--- Begin EXTRACTED RECORDS ---

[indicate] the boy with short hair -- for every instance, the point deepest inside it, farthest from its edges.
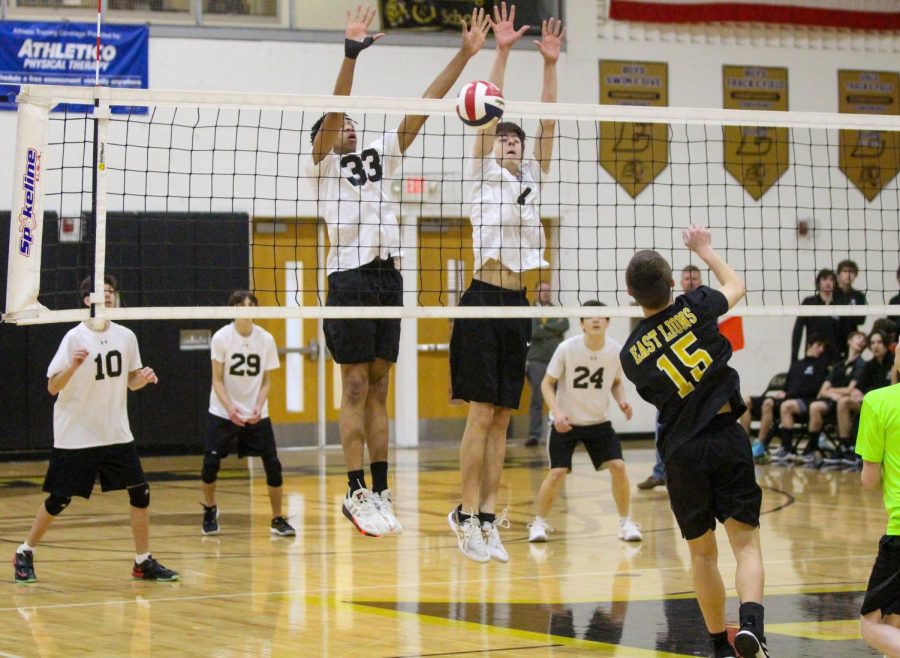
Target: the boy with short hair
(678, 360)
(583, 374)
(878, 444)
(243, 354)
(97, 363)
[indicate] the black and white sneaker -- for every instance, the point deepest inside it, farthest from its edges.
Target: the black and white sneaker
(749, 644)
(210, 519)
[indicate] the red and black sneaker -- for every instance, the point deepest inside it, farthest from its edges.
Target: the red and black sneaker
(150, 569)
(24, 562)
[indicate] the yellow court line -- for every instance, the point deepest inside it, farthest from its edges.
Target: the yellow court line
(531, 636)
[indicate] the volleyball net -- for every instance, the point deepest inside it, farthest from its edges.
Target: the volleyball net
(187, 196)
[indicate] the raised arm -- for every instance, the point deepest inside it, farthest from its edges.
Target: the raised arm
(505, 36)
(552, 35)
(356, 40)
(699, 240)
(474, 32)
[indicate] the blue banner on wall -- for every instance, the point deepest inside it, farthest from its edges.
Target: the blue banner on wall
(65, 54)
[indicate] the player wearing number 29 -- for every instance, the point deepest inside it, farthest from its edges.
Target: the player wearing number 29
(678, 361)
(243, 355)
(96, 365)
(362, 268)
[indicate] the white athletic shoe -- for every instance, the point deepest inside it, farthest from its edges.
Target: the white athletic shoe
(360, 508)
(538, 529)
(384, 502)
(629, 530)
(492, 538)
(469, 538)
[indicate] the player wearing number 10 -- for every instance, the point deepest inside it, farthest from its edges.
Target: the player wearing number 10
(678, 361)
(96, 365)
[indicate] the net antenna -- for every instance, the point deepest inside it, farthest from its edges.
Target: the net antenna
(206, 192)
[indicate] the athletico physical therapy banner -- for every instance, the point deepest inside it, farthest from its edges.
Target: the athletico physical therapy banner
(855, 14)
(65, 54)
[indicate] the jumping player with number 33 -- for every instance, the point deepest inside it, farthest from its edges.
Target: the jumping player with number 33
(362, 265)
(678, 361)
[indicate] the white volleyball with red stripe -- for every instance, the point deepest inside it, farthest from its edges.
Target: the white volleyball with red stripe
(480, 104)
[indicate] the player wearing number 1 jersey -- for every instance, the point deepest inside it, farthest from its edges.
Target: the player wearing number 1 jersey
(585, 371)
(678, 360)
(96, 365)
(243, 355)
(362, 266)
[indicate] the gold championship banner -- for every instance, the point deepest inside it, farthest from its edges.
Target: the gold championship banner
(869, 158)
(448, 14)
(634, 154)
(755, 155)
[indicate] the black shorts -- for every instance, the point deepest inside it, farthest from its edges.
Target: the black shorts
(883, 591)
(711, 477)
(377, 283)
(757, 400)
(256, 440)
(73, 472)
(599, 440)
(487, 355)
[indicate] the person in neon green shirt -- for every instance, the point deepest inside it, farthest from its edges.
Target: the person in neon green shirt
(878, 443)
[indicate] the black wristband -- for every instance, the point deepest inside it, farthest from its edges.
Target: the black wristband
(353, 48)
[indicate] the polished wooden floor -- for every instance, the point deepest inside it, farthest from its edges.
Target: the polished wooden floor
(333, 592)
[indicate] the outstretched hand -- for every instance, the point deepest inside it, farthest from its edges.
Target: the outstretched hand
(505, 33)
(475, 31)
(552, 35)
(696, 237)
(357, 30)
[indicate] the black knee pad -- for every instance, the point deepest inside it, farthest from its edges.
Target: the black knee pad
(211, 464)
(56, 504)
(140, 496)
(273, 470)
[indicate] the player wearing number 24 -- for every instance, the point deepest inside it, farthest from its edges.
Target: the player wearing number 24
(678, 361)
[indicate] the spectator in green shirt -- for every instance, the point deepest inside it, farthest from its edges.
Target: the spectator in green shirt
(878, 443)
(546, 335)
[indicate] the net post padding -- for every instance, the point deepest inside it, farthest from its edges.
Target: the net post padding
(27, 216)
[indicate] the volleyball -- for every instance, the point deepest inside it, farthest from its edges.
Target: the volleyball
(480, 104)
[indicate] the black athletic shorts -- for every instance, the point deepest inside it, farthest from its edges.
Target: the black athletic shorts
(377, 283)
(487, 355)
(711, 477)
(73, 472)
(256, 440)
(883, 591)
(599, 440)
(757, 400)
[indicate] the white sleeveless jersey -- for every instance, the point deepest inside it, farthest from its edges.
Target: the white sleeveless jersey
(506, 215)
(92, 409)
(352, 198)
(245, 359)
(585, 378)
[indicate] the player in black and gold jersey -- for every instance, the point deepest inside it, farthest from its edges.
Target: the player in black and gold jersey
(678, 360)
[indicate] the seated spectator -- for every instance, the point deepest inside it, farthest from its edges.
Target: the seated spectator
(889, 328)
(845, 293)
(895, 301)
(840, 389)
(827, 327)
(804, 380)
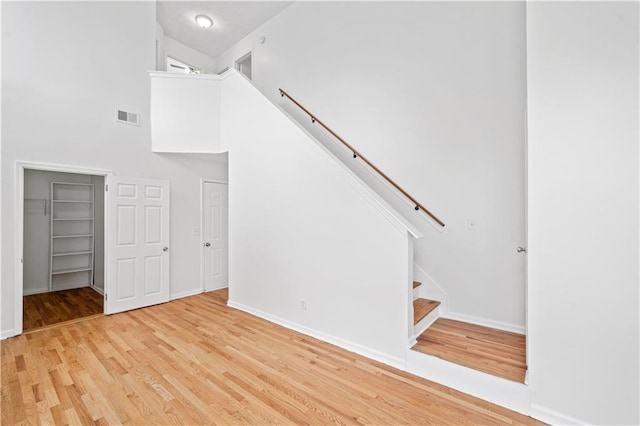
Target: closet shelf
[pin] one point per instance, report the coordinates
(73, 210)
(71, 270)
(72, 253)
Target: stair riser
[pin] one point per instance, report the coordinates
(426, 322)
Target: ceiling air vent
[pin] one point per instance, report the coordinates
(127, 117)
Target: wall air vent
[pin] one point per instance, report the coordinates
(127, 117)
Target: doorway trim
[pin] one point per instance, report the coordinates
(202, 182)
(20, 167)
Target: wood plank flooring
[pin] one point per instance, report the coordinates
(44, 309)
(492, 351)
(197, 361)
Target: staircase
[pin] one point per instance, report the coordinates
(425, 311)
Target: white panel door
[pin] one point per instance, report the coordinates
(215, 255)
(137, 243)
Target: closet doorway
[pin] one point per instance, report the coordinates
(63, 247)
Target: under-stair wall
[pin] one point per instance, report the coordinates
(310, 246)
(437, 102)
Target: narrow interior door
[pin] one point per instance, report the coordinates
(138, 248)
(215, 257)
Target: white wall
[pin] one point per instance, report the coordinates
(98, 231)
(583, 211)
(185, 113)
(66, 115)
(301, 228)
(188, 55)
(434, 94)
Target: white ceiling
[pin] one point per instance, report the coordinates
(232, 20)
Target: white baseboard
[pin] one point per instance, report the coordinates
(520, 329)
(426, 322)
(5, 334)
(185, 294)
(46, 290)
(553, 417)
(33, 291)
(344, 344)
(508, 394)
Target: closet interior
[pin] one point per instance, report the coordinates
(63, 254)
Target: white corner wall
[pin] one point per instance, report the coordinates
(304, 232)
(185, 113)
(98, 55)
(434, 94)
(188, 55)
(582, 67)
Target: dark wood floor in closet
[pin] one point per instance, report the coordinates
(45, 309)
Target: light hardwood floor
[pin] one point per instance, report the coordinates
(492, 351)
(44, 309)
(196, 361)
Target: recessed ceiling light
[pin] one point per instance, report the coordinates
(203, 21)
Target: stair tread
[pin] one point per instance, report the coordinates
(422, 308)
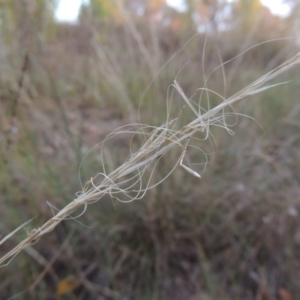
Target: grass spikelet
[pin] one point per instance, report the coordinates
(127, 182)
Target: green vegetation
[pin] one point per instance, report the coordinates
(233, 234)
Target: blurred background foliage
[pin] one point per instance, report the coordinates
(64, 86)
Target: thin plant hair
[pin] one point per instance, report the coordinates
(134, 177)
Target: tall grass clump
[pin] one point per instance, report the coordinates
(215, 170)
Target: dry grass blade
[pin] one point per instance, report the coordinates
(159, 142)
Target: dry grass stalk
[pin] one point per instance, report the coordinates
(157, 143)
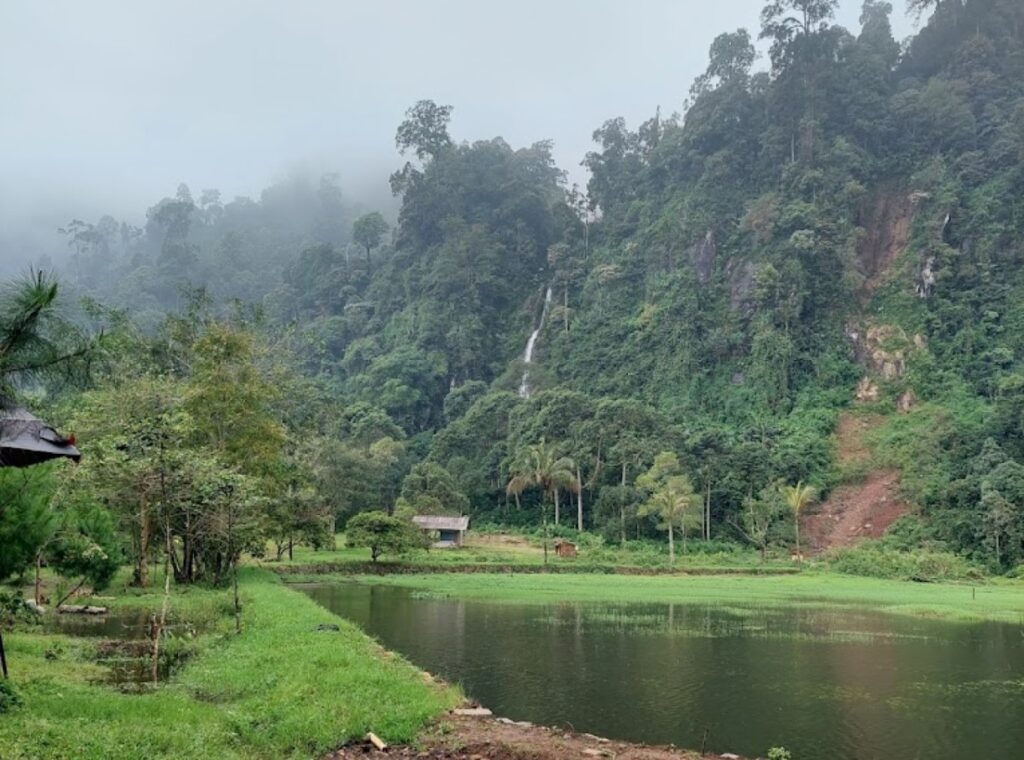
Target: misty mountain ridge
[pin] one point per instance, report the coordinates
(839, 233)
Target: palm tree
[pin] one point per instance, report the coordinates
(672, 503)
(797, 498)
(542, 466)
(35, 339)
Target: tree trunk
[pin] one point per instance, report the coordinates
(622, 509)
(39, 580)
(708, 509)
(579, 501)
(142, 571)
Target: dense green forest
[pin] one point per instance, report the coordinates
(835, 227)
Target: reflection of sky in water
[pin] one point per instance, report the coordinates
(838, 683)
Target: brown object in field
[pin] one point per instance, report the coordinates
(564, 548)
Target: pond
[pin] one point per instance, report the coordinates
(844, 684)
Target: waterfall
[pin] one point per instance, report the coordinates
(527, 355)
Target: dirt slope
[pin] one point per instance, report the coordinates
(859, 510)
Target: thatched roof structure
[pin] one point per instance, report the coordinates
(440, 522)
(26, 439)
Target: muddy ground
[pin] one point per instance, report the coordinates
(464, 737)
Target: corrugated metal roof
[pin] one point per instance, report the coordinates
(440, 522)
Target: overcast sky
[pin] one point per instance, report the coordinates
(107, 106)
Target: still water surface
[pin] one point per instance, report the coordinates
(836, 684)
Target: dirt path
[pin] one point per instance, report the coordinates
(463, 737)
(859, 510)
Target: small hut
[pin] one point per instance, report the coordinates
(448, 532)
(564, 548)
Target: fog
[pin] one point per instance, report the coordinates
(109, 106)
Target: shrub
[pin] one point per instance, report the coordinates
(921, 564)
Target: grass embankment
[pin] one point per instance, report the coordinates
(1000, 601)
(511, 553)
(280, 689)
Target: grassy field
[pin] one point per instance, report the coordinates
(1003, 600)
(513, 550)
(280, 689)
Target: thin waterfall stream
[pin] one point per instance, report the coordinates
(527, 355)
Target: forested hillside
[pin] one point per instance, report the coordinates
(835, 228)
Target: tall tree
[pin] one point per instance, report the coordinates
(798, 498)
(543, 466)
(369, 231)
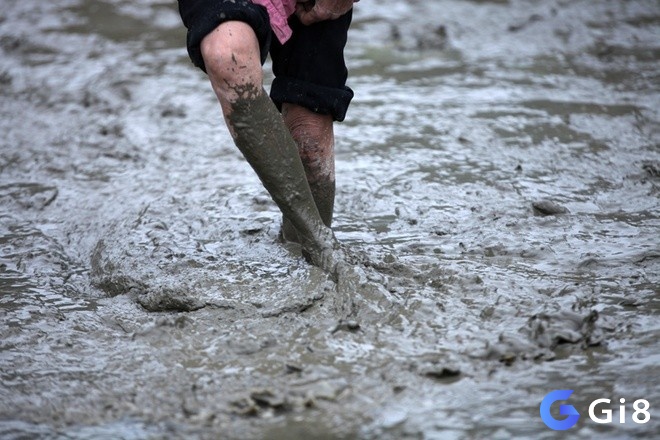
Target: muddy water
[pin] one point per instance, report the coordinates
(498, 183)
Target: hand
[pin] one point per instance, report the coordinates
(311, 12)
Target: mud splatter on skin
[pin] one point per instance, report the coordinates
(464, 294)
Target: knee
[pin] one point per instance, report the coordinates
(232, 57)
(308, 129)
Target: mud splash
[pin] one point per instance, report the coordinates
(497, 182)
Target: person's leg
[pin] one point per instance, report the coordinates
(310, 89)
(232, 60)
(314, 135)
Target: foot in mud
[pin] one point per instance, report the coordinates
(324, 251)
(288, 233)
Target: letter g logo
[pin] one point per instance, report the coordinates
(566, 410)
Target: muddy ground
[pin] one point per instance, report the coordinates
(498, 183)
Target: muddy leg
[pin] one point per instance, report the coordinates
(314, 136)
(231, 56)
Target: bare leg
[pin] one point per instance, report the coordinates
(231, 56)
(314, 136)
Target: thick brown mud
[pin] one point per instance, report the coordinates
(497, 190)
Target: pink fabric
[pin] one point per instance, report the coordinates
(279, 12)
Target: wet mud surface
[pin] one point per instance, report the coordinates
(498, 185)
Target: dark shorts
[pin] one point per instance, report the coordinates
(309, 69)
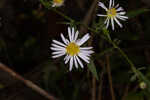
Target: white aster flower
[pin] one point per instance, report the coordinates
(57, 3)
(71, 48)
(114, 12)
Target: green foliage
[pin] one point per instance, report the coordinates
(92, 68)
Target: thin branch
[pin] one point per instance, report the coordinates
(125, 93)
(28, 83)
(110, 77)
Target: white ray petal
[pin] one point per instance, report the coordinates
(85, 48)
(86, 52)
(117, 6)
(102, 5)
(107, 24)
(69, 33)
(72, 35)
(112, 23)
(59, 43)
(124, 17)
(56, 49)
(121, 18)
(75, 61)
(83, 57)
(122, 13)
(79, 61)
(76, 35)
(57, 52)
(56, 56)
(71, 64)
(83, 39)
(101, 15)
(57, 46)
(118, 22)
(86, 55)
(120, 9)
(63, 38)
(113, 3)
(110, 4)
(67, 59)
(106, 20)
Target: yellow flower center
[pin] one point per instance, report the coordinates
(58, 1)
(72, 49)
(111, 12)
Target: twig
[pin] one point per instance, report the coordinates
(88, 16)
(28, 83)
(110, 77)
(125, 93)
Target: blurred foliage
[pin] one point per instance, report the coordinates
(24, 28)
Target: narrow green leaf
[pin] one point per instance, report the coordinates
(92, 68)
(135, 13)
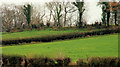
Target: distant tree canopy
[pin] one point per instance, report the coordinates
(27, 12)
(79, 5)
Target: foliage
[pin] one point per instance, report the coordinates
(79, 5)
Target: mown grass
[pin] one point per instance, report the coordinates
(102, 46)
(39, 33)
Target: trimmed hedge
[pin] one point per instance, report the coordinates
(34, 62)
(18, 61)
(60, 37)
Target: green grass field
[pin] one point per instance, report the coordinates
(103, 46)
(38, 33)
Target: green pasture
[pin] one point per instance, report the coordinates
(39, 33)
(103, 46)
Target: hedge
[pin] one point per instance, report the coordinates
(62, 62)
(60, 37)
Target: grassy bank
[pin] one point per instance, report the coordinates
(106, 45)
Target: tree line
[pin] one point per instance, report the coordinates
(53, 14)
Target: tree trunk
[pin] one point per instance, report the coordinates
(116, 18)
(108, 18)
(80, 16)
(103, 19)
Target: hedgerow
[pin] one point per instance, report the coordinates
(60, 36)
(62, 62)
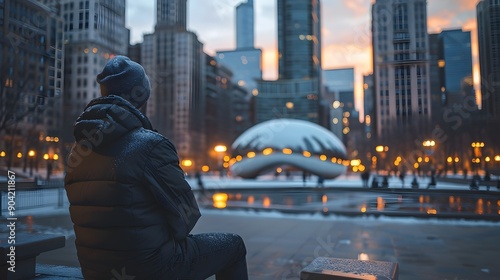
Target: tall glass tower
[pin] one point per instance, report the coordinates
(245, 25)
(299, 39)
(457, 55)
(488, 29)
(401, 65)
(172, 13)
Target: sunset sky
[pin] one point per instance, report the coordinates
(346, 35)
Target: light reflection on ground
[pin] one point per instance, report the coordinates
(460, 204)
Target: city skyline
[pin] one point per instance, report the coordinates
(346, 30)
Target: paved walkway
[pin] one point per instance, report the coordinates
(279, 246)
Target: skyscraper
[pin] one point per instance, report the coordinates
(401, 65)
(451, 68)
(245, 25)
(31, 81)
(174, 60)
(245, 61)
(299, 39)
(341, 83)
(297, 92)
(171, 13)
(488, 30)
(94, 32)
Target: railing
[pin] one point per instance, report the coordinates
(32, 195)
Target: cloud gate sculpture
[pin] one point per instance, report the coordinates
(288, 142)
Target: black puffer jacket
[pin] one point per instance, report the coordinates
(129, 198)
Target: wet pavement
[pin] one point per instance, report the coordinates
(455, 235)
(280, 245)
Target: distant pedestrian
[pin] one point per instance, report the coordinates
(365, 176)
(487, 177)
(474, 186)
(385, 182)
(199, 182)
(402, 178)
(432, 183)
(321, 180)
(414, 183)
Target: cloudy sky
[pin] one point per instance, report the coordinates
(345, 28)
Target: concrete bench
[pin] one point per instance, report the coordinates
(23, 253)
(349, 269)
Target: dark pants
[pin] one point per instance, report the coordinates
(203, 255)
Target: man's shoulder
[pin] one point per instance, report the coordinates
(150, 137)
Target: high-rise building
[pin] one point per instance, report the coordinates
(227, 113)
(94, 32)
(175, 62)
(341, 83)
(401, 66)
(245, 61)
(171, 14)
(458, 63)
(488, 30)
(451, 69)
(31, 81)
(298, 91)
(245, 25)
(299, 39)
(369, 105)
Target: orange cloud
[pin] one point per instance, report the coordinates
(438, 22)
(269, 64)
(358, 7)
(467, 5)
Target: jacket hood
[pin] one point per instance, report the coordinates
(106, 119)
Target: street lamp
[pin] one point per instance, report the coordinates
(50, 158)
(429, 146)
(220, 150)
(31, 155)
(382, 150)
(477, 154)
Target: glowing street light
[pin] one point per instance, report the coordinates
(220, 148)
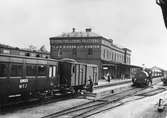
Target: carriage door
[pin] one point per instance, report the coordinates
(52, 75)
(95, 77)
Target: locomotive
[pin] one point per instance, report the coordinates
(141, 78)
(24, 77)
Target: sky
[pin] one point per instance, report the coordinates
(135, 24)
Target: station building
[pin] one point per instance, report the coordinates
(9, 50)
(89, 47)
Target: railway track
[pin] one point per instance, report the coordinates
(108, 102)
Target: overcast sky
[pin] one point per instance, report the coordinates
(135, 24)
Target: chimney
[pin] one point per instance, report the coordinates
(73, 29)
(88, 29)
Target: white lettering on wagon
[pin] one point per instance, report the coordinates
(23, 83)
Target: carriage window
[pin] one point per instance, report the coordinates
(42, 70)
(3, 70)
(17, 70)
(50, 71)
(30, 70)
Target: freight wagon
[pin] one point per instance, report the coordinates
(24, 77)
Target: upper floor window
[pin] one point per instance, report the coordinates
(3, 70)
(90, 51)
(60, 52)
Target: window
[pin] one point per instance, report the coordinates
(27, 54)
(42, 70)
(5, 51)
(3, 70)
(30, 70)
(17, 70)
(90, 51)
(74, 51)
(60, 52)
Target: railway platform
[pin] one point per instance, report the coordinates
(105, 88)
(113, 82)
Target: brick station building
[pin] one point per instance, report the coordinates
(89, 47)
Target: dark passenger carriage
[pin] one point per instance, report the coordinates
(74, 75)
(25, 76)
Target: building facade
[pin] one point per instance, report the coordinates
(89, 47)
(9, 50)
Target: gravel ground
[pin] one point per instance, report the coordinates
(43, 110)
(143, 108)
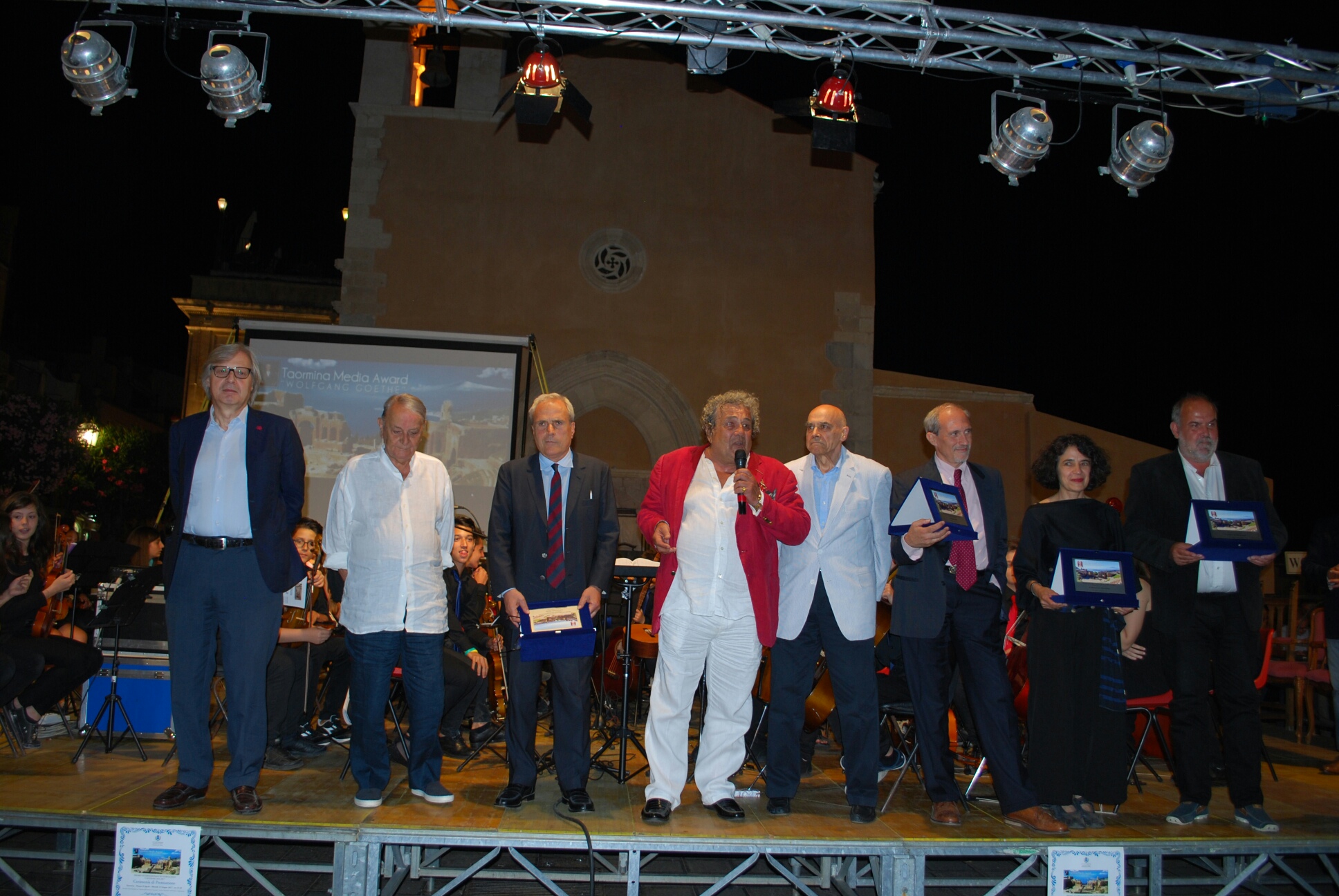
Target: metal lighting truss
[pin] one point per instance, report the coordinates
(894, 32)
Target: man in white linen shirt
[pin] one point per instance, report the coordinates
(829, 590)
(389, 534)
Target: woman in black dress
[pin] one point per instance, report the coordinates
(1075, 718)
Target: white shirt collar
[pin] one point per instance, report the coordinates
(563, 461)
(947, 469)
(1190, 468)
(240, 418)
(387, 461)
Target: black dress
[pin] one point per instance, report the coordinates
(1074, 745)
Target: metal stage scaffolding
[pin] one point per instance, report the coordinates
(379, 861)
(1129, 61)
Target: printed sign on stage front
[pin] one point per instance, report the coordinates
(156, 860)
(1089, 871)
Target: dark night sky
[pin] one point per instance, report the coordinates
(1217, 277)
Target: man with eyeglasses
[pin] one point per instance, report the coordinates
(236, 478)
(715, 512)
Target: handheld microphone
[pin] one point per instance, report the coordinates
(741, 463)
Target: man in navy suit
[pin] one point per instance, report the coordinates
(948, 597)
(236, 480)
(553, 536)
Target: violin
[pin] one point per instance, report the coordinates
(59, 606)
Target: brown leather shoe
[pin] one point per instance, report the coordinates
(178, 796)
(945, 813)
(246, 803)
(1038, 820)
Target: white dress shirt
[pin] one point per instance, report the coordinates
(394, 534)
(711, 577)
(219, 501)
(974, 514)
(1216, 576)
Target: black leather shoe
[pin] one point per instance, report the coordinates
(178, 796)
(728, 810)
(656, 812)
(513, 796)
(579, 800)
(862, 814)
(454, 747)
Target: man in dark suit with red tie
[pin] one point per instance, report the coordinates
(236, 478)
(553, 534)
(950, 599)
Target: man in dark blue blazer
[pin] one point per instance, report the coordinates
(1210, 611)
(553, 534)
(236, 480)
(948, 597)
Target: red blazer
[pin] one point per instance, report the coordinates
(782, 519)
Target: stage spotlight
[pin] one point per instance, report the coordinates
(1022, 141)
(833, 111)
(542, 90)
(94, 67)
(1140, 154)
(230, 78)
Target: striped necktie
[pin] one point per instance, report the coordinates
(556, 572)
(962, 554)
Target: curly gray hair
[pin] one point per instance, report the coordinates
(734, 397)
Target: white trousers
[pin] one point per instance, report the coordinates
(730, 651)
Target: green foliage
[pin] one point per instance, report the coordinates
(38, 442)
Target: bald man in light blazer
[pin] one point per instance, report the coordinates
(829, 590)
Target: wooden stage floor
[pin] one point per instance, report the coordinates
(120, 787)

--- End EXTRACTED RECORDS ---

Only the lines from the one that contains "Target: striped necktie" through the last line should be repeated, each exactly as it stands, with both ends included.

Target: striped necktie
[pin] one point per instance, report the coordinates
(556, 572)
(962, 554)
Target: curly gray hair
[pin] one point per instance, report the coordinates
(734, 397)
Target: white trousers
[pin] one point per instance, report the coordinates
(730, 651)
Target: green foliage
[pin] one point per instance, report the coordinates
(38, 442)
Target: bald man in light blazer
[pin] one point per instance, report the coordinates
(829, 590)
Target: wooden stage floor
[pin] one point per instance, report the coordinates
(120, 787)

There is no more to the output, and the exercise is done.